*TEXT PASSAGE:*
The union’s lopsided contract expires at the end of June, and SDEA leaders are using the district’s improved financial status, thanks to California voters’ 2012 decision to raise K-12 taxes by $6 billion to demand (in part) smaller class sizes, increased wages, retirement “incentives” for teachers, and even better insurance “with no additional costs” for SDEA members.

But a group of parents calling themselves “Four the Kids” has inserted itself in the new round of contract negotiations in an effort to ensure student interests will be represented at the bargaining table.

Four the Kids – which is collaborating with the group Unified Parents for Education (UPforEd) – is asking San Diego school leaders to include four policies in the new teacher union contract: a revamped teacher evaluation system; freedom for school principals to hire teachers “based on student needs and school culture rather than seniority alone”; a zero-tolerance bullying policy; and professional development sessions that are conducted apart from students’ instructional days.

*EXTRACTED ENTRIES:*
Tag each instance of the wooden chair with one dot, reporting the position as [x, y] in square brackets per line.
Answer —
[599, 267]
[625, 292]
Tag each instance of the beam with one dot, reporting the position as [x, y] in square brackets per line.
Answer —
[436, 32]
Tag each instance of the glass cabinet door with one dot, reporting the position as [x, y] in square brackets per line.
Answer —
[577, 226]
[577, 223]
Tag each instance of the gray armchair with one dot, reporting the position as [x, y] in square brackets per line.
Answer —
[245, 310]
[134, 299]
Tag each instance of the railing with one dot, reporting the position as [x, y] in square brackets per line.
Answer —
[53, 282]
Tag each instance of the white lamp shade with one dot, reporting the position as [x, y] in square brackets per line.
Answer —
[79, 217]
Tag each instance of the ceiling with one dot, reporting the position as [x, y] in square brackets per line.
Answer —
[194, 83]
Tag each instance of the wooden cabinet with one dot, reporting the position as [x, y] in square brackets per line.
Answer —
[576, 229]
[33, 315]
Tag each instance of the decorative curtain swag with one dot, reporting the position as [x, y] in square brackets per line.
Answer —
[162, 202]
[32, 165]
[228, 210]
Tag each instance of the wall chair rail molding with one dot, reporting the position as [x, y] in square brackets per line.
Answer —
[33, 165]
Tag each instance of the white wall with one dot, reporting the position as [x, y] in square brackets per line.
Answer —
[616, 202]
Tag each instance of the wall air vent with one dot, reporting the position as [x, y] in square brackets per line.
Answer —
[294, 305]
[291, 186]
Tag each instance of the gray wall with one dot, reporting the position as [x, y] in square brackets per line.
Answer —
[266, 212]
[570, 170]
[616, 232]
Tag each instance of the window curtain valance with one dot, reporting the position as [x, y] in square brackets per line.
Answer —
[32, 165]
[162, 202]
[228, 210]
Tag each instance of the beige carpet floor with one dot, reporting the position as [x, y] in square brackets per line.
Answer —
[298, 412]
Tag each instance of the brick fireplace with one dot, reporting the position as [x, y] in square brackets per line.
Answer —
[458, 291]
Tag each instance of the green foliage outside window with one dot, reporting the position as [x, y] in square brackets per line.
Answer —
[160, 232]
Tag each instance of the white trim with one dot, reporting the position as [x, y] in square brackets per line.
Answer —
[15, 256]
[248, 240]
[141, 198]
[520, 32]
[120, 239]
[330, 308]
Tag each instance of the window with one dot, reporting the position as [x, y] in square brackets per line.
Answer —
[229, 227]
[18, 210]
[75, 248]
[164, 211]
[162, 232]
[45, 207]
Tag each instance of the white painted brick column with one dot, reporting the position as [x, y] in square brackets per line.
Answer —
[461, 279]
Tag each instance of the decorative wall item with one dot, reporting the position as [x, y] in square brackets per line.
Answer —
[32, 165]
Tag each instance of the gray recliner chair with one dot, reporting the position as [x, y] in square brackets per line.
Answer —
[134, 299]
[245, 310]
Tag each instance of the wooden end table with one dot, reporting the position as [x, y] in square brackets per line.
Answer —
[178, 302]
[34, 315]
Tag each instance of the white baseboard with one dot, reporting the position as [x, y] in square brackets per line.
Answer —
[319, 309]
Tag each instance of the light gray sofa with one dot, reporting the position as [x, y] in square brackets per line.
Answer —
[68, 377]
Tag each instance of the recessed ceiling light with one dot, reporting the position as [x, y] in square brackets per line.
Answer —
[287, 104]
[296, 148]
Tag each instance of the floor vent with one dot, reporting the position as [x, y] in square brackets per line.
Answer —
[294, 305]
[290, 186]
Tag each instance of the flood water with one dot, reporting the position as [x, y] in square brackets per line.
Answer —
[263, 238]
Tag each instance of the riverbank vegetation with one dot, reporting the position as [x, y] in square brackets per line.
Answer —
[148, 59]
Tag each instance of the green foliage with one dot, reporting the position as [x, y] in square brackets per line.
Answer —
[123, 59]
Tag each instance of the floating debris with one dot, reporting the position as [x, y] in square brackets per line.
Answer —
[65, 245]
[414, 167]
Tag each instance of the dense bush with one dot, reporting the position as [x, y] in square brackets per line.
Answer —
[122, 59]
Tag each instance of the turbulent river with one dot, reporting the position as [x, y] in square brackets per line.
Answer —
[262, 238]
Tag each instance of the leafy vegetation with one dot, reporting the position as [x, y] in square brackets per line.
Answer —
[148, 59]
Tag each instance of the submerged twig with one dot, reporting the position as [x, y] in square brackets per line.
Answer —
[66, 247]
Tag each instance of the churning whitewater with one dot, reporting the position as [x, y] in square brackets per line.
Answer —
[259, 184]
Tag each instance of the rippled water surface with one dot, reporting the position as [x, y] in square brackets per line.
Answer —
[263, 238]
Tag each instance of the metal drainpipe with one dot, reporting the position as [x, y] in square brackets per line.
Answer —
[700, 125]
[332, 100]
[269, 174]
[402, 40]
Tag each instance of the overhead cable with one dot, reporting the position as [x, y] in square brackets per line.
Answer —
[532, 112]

*CHALLENGES:*
A - In the passage on the San Diego teacher contract, which group is Four the Kids collaborating with?
B - Continue the passage on the San Diego teacher contract from its final sentence.

*REPLIES:*
A - Unified Parents for Education (UPforEd).

B -
The parents’ group – which currently has about 20 members – presented their requests to San Diego school board members during an early April board meeting. Parents also met with first-year Superintendent Cindy Marten to discuss why the policies are needed.

It appears that San Diego school leaders were listening.

According to UPforEd Executive Director Lisa Berlanga, versions of all four requests were included in the district’s opening offer to union negotiators.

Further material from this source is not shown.